* start Document *

Kirk Davis and Julia King

You probably know this, but they actually got a building permit to build an oil refinery. Walked into the planning office and told the poor little clerk in there, “we want a building permit for a refinery.”  It was like a 500 dollar fee, and she wrote it and gave it to them. There was nothing legal to prevent it.

That kind of woke people up. If you could go down to Piney Point and build a refinery, maybe we do need some controls on what’s going on and where you can put stuff.

—Robin Guyther 

It was sometime mid-June 1968 when the public learned of Steuart Petroleum’s plans to create a Foreign Trade Zone and construct a $40 million topping plant in Piney Point, Maryland, a facility capable of refining crude oil into heating oil. Steuart Petroleum, which already owned an oil offloading facility at Piney Point, envisioned an extremely profitable operation that would be the second of its kind on the East Coast. In May, the county commissioners had met privately with Steuart and supported the company’s plans. Shortly thereafter, permits to build “four structures” at Piney Point had been issued. In June, the public got wind of those same plans.

And so began what The Enterprise called one of the most bitterly fought controversies St. Mary’s County has ever seen, with Steuart Petroleum and its supporters in one corner and, in the other, an initially unorganized and motley assortment of everyday citizens.

* end Document *
* start Excerpted records *

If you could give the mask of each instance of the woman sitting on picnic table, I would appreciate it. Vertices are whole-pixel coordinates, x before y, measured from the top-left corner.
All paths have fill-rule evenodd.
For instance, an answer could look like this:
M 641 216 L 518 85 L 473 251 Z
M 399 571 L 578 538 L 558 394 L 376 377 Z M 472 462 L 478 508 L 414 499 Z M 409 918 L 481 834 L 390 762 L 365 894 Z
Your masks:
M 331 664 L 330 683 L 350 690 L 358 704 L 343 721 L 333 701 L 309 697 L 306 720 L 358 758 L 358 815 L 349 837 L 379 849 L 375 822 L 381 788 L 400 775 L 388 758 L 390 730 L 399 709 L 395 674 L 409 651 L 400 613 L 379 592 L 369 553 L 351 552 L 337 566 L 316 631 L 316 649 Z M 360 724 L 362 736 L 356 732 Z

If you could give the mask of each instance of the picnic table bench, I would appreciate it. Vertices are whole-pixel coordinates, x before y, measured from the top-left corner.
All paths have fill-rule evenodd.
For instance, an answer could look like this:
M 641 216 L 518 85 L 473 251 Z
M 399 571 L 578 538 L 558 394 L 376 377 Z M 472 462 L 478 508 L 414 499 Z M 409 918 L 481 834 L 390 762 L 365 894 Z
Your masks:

* end Excerpted records *

> [Required actions]:
1) Answer these questions from the account of the Piney Point refinery fight, one line each:
(a) How much was the fee for the building permit, according to the quoted recollection?
(b) What was the projected cost of the topping plant?
(c) In what month did the county commissioners meet privately with Steuart?
2) Carry the account of the Piney Point refinery fight forward from the point where it stops.
The data has no role in this work.

> [Task-by-task answers]:
1)
(a) About 500 dollars.
(b) $40 million.
(c) May.

2)
Now, it would be easy to cast this struggle as one of good [citizens] versus evil [refinery], but that would be a mistake. After all, this was the period when slot machines had just been phased out and the state—which supported the refinery—was working hard to bring economic development to Southern Maryland. Indeed, just across the Patuxent River, in Calvert County, a nuclear power plant was in development. Two coal-fired electric power plants were under construction in Charles County, including Morgantown on the Potomac and Chalk Point on the Patuxent. In that context, plans to build a refinery were really not so out-of-place.

And, Steuart Petroleum and the Piney Point community had managed to co-exist for quite awhile. Catching and processing seafood was the largest industry in St. Mary’s County at the time, accounting for approximately 1,500 jobs, and commercial watermen were heavily dependent on the Potomac River. Despite the occasional small-scale oil spills that accompanied Steuart Petroleum’s standard operations, the company and the community generally got along. Many watermen worked at Steuart to supplement their income.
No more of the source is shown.